Fanshawe 136 Limited v Fanshawe Capital Limited

Case

[2014] NZHC 1068

20 May 2014

No judgment structure available for this case.

IN THE HIGH COURT OF NEW ZEALAND AUCKLAND REGISTRY

CIV-2013-404-004179 [2014] NZHC 1068

BETWEEN

FANSHAWE 136 LIMITED

First Plaintiff/Respondent

136 FANSHAWE LIMITED Second Plaintiff/Respondent

AND

FANSHAWE CAPITAL LIMITED First Defendant

WILSON PARKING NEW ZEALAND LIMITED

Second Defendant/Applicant

Hearing: 20 May 2014

Appearances:

W McCartney for Plaintiffs
E D Nilsson for Second Defendant/Applicant

Judgment:

20 May 2014

ORAL JUDGMENT OF VENNING J

Solicitors:           Lee Salmon Long, Auckland

Carson Fox Legal Limited, Auckland

Copy to:            W McCartney, Auckland

FANSHAWE 136 LTD v FANSHAWE CAPITAL LTD & ANOR [2014] NZHC 1068 [20 May 2014]

[1]      This is an application by Wilson Parking New Zealand Limited (Wilson) for stay of execution of a costs judgment pending the outcome of Wilson’s appeal of the substantive judgment to the Court of Appeal.

[2]      I take the background from the summary in the substantive judgment.1   The issue concerned a commercial property at 136 Fanshawe Street, Auckland.  Both the plaintiffs and Wilson claim to have entered legally enforceable agreements to purchase the property.   In her decision delivered on 16 December 2013 Katz J concluded that Wilson was estopped from denying that it had waived its right of first refusal to the property and was also estopped from asserting an interest in relation to the property in priority to that of the plaintiffs.  She ordered specific performance of the agreement in favour of the plaintiffs, removal of Wilson’s caveat and dismissed Wilson’s counterclaim.  Katz J also directed that, as successful parties, the plaintiffs were entitled to costs and provided for an exchange of memoranda to fix costs.

[3]      The  practical  effect  of  the  judgment  is  that  the  plaintiffs  were  able  to repurchase the property in issue for approximately $11.4 million.  It was accepted by the Judge that the property was worth considerably more than that, in excess of $15 million and, during the course of argument today, Mr McCartney suggested the difference may even be as much as $6 million.   In any event, shortly after the delivery of the judgment Wilson lodged an appeal against the substantive judgment.

[4]      There was some discussions between the parties regarding a stay pending the appeal which ultimately led to a consent order being made.   That consent order provided:

(a)       Until  after  the  second  defendant’s  appeal  rights  expire,  or  are determined against the second defendant, or until further order of the Court, the plaintiffs will take no further steps to progress the lapsing of the second defendant’s caveat registered 9474972.1 against CTNA

977/58, and will immediately inform the District Land Registrar of these orders.

AVAILABLE DATA:
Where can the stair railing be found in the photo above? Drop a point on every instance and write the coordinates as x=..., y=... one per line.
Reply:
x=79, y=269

TASK TO COMPLETE: In the court judgment, on what date did Katz J deliver her decision in the substantive case? The material is not needed for this.

THE SOLUTION: 16 December 2013